## TASK TO CARRY OUT
Change every occurrence of "integer pixel" in the data below to "whole-number pixel", keeping everything else the same, and leave the pictures out of what you return.

··· SUPPLIED MATERIAL

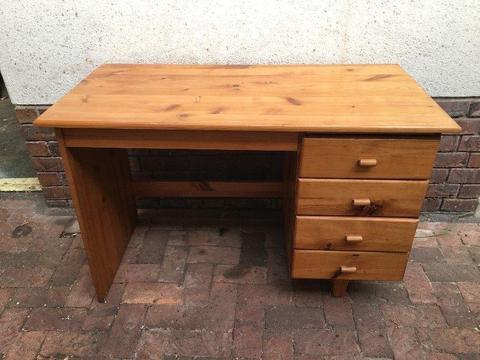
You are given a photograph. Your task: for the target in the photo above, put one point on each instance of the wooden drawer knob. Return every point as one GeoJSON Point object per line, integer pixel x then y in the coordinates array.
{"type": "Point", "coordinates": [361, 202]}
{"type": "Point", "coordinates": [367, 162]}
{"type": "Point", "coordinates": [348, 269]}
{"type": "Point", "coordinates": [353, 238]}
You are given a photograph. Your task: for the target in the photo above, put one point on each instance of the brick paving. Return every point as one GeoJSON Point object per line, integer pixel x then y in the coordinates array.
{"type": "Point", "coordinates": [222, 292]}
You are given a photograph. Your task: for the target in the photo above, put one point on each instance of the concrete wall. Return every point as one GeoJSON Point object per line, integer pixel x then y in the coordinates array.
{"type": "Point", "coordinates": [47, 46]}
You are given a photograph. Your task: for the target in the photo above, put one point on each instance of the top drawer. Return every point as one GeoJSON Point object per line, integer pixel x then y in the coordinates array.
{"type": "Point", "coordinates": [368, 158]}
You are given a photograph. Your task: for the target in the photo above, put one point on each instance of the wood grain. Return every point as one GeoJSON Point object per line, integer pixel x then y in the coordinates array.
{"type": "Point", "coordinates": [377, 234]}
{"type": "Point", "coordinates": [207, 189]}
{"type": "Point", "coordinates": [289, 201]}
{"type": "Point", "coordinates": [393, 198]}
{"type": "Point", "coordinates": [316, 98]}
{"type": "Point", "coordinates": [395, 158]}
{"type": "Point", "coordinates": [105, 207]}
{"type": "Point", "coordinates": [317, 264]}
{"type": "Point", "coordinates": [191, 140]}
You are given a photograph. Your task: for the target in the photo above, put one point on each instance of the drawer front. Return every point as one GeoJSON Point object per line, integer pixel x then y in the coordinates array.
{"type": "Point", "coordinates": [317, 264]}
{"type": "Point", "coordinates": [368, 158]}
{"type": "Point", "coordinates": [350, 233]}
{"type": "Point", "coordinates": [393, 198]}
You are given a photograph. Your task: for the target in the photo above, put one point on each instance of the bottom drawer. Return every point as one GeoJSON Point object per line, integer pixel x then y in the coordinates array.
{"type": "Point", "coordinates": [350, 265]}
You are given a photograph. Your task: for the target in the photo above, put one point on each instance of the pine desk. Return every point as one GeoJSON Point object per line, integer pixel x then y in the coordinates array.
{"type": "Point", "coordinates": [359, 143]}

······

## OUTPUT OF THE EXERCISE
You are given a photograph. Your task: for the target in the photo above, put one point on each instance of the wooden drawer knob. Return every point as one GeoJSON Point object per line, whole-number pixel x then y in the coordinates array.
{"type": "Point", "coordinates": [361, 202]}
{"type": "Point", "coordinates": [367, 162]}
{"type": "Point", "coordinates": [348, 269]}
{"type": "Point", "coordinates": [353, 238]}
You are given a photograph. Your task: for the target in the photo above, put one point on each instance of the brick paving. Return every point as one GeoJSON Point object per line, whole-number pixel x then y in the coordinates array.
{"type": "Point", "coordinates": [222, 292]}
You are given a photograph. Your task: for the target in the photo above, put one point on each instance of the concrete wall. Return every point as one GeoJSON Point object per line, whole-number pixel x then y in the coordinates array.
{"type": "Point", "coordinates": [47, 46]}
You are given a photograph. Your task: for the target in the photo above, put one point on each instance of the top drawer. Return every point as one GeoJSON Point object per line, whole-number pixel x then y in the coordinates array.
{"type": "Point", "coordinates": [368, 158]}
You are given a photograph. Your task: for the target in the photo above, put one point on each instance of the wood grain. Return every point as one GeoJSON Point object per line, whole-number pixel x then y in the coordinates array.
{"type": "Point", "coordinates": [377, 234]}
{"type": "Point", "coordinates": [207, 189]}
{"type": "Point", "coordinates": [289, 201]}
{"type": "Point", "coordinates": [393, 198]}
{"type": "Point", "coordinates": [316, 98]}
{"type": "Point", "coordinates": [395, 158]}
{"type": "Point", "coordinates": [105, 207]}
{"type": "Point", "coordinates": [317, 264]}
{"type": "Point", "coordinates": [191, 140]}
You are given a photograph. Your task: for the target in the photo above, put one point on each instance of the drawer front. Return every point as one GeoJSON Point object per line, whole-number pixel x then y in the coordinates array.
{"type": "Point", "coordinates": [317, 264]}
{"type": "Point", "coordinates": [368, 158]}
{"type": "Point", "coordinates": [350, 233]}
{"type": "Point", "coordinates": [393, 198]}
You are given a photograph. Your task: for the target in the photo above, put one point on each instance of the bottom drawer. Return every point as one GeoJSON Point object per line, whole-number pixel x then y in the coordinates array.
{"type": "Point", "coordinates": [350, 265]}
You are given a photograph. Your task: for the target in the photo above, put one point on each instance of the pine desk. Return every point as one GeoJSON Point object per line, whole-number pixel x then y in the coordinates array.
{"type": "Point", "coordinates": [359, 143]}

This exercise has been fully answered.